Записи разметки местоположений:
+-------+

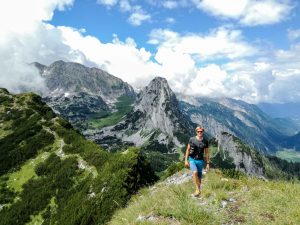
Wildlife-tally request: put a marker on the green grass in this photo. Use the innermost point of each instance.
(20, 177)
(289, 155)
(255, 202)
(38, 219)
(123, 106)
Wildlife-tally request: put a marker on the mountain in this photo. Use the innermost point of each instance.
(292, 142)
(50, 174)
(155, 123)
(80, 93)
(243, 120)
(243, 186)
(232, 153)
(282, 110)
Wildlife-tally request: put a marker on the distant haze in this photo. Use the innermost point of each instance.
(291, 110)
(215, 57)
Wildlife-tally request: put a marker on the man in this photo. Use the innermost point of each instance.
(194, 157)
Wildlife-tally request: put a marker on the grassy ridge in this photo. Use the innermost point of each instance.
(289, 155)
(49, 172)
(224, 201)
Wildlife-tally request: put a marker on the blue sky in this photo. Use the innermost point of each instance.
(243, 49)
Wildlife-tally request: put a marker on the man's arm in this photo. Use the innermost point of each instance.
(187, 153)
(207, 158)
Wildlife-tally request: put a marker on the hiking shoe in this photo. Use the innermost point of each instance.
(196, 194)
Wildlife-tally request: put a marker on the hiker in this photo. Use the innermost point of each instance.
(194, 157)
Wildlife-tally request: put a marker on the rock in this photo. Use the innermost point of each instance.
(223, 204)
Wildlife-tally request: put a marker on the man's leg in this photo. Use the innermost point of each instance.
(197, 182)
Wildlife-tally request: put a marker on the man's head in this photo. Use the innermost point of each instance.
(199, 131)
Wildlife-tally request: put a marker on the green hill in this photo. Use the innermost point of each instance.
(50, 174)
(224, 200)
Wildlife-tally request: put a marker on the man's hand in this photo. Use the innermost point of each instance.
(207, 167)
(186, 164)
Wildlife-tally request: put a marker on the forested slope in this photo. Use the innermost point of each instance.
(49, 173)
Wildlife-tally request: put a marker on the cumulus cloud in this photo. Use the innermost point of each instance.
(217, 63)
(107, 2)
(23, 39)
(170, 20)
(247, 12)
(170, 4)
(219, 43)
(138, 16)
(293, 34)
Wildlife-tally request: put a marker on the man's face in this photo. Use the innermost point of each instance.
(200, 132)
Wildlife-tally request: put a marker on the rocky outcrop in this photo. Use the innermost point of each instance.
(68, 78)
(79, 93)
(155, 118)
(239, 118)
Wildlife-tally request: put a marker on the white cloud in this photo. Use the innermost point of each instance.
(248, 12)
(293, 34)
(218, 63)
(219, 43)
(107, 2)
(170, 4)
(125, 6)
(24, 39)
(170, 20)
(138, 16)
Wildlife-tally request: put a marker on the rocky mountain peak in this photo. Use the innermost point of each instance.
(70, 78)
(157, 94)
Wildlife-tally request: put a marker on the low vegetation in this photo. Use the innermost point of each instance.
(289, 155)
(50, 174)
(224, 200)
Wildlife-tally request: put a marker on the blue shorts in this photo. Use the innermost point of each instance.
(196, 165)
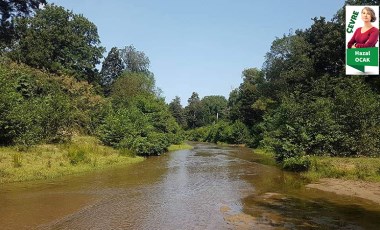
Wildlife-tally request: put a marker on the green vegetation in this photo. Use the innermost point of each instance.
(360, 168)
(47, 161)
(179, 147)
(299, 105)
(55, 105)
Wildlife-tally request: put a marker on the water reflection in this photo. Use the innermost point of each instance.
(209, 187)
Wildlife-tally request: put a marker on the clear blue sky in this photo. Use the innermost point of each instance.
(199, 45)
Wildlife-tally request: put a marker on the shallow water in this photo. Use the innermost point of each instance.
(209, 187)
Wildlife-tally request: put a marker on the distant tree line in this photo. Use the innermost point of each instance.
(300, 103)
(50, 88)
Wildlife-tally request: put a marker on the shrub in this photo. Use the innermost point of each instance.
(297, 164)
(77, 155)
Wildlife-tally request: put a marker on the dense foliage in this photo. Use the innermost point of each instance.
(59, 41)
(300, 103)
(41, 107)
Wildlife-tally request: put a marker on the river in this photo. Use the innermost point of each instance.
(208, 187)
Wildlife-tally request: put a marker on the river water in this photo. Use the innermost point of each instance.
(208, 187)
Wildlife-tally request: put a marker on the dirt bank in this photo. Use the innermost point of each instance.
(362, 189)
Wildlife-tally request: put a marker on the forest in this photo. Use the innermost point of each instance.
(299, 104)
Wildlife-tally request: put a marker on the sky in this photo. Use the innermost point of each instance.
(199, 45)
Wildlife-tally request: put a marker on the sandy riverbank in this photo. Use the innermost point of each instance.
(361, 189)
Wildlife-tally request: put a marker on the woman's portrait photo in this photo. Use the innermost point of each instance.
(366, 35)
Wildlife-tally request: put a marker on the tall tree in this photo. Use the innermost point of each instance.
(60, 41)
(194, 112)
(9, 9)
(112, 67)
(214, 108)
(177, 111)
(134, 60)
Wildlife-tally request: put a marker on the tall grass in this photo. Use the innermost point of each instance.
(361, 168)
(179, 147)
(83, 154)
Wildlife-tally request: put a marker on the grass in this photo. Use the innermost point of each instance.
(264, 157)
(179, 147)
(360, 168)
(47, 161)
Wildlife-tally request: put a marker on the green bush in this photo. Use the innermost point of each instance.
(77, 155)
(153, 144)
(34, 108)
(297, 164)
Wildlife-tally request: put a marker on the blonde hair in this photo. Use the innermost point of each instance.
(371, 12)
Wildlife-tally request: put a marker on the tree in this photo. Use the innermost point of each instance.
(177, 111)
(214, 108)
(112, 67)
(134, 60)
(9, 9)
(194, 112)
(130, 86)
(60, 41)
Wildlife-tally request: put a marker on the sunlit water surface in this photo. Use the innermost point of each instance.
(208, 187)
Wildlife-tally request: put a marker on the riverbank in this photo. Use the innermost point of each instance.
(357, 177)
(362, 189)
(82, 154)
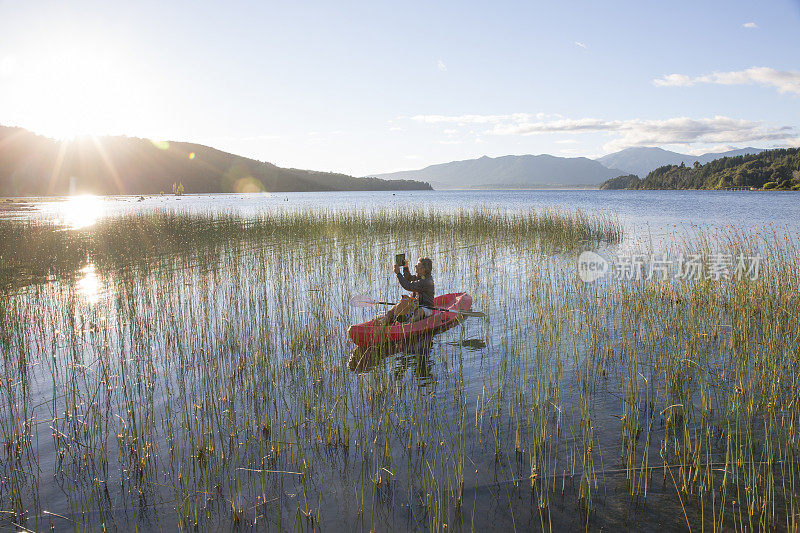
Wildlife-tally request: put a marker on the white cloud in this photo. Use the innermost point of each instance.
(634, 132)
(786, 81)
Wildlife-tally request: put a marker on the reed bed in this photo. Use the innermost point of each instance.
(188, 372)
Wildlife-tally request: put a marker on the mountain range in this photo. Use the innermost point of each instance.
(31, 165)
(511, 171)
(551, 171)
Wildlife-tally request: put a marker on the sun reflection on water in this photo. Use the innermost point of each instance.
(81, 211)
(89, 285)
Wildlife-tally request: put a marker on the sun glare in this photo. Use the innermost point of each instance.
(88, 285)
(80, 211)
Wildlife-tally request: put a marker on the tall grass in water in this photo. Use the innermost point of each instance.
(206, 383)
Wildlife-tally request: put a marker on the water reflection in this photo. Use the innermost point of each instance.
(81, 211)
(88, 285)
(413, 353)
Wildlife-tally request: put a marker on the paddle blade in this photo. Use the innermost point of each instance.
(362, 300)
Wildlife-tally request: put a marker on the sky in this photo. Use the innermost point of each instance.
(372, 87)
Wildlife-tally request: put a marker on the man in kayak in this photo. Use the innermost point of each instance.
(414, 307)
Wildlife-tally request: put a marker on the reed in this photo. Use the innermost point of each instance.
(198, 376)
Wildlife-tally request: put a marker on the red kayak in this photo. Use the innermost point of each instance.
(367, 333)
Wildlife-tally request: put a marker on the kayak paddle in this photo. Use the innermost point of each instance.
(362, 300)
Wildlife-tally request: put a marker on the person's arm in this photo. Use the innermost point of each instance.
(412, 285)
(407, 274)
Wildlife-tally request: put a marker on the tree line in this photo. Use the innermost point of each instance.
(769, 170)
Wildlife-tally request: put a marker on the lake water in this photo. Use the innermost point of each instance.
(659, 212)
(186, 389)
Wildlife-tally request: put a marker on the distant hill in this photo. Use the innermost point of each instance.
(769, 169)
(642, 160)
(511, 171)
(31, 165)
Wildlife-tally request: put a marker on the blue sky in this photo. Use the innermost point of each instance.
(372, 87)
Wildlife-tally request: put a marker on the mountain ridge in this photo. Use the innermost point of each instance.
(509, 171)
(33, 165)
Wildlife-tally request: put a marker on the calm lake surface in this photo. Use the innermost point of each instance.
(131, 380)
(659, 212)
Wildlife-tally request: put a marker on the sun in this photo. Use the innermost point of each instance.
(64, 87)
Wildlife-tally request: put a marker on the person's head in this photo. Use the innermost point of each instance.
(424, 267)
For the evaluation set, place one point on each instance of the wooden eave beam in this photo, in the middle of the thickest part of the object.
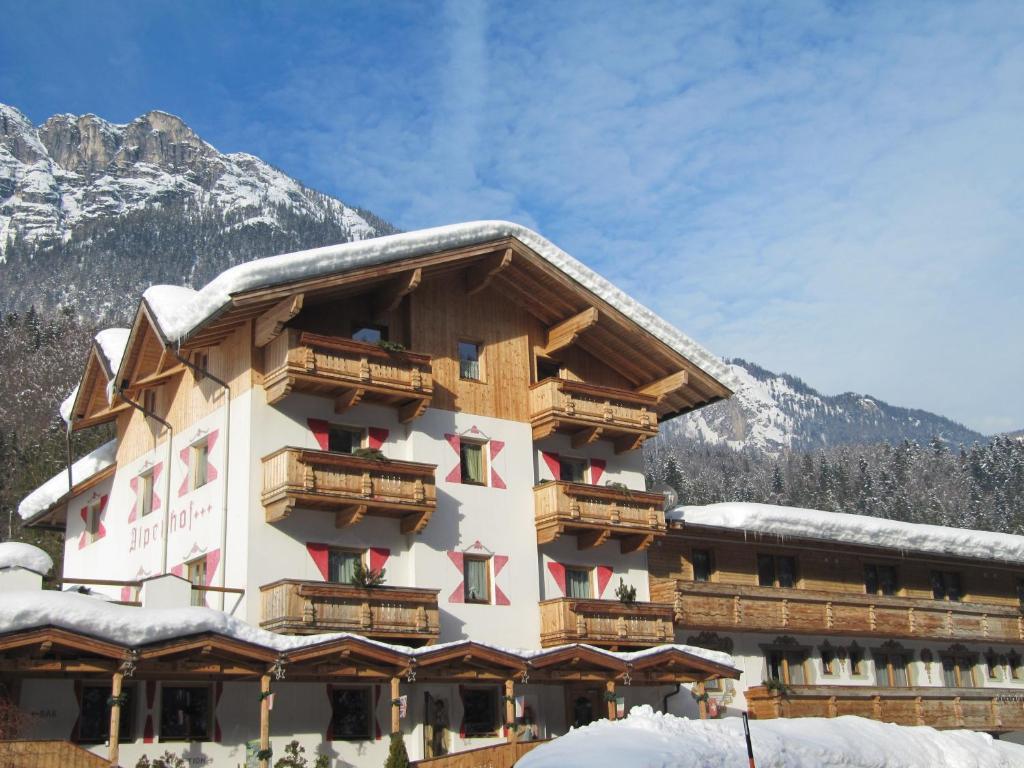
(271, 323)
(564, 334)
(481, 273)
(390, 296)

+-------+

▶ **ЗАДАНИЕ**
Перепечатайте строки записей, начиная со строки с «Wildlife-tally request: put a marker on the tree line» и до самого конца записей, обе границы включительно. Изображения в ответ не включайте.

▶ **РЕЗУЛЬТАТ ВЫПОЛНЕНИЯ**
Wildlife-tally request: put a marker on the tree line in this photo. Use the innermost point of each instance.
(769, 170)
Wildlife-tally request: put a marker on the lake water in this photo. Use the innermost point of each instance.
(659, 212)
(186, 389)
Wildlife-tally request: put a marker on the distant hill in this photo. Use the innermost point of each instance.
(769, 169)
(642, 160)
(511, 171)
(31, 165)
Wildlife-tally request: put a marker on the blue sky in this photo. Use the innermost point of each instance.
(372, 87)
Wildlife-tally request: put a marker on the mountain ridge in this photo. Use the innermost point of each instance.
(509, 171)
(33, 165)
Wildlife-tally request: put a marker on the calm lake surface in this photo. Use the innermost point of each instance.
(131, 380)
(659, 212)
Wildlife-tally request: put a marker on the sun in this photo. Use the innermost point of each instance.
(64, 87)
Wildlife-tally request: put a marker on the person's head in this photo. Use the innermost point of each instance.
(424, 267)
For the evaluation set, place one point on each instance of the wooden eave beam in this photo, in the middle of the thickest part of the object.
(271, 323)
(564, 334)
(481, 273)
(390, 296)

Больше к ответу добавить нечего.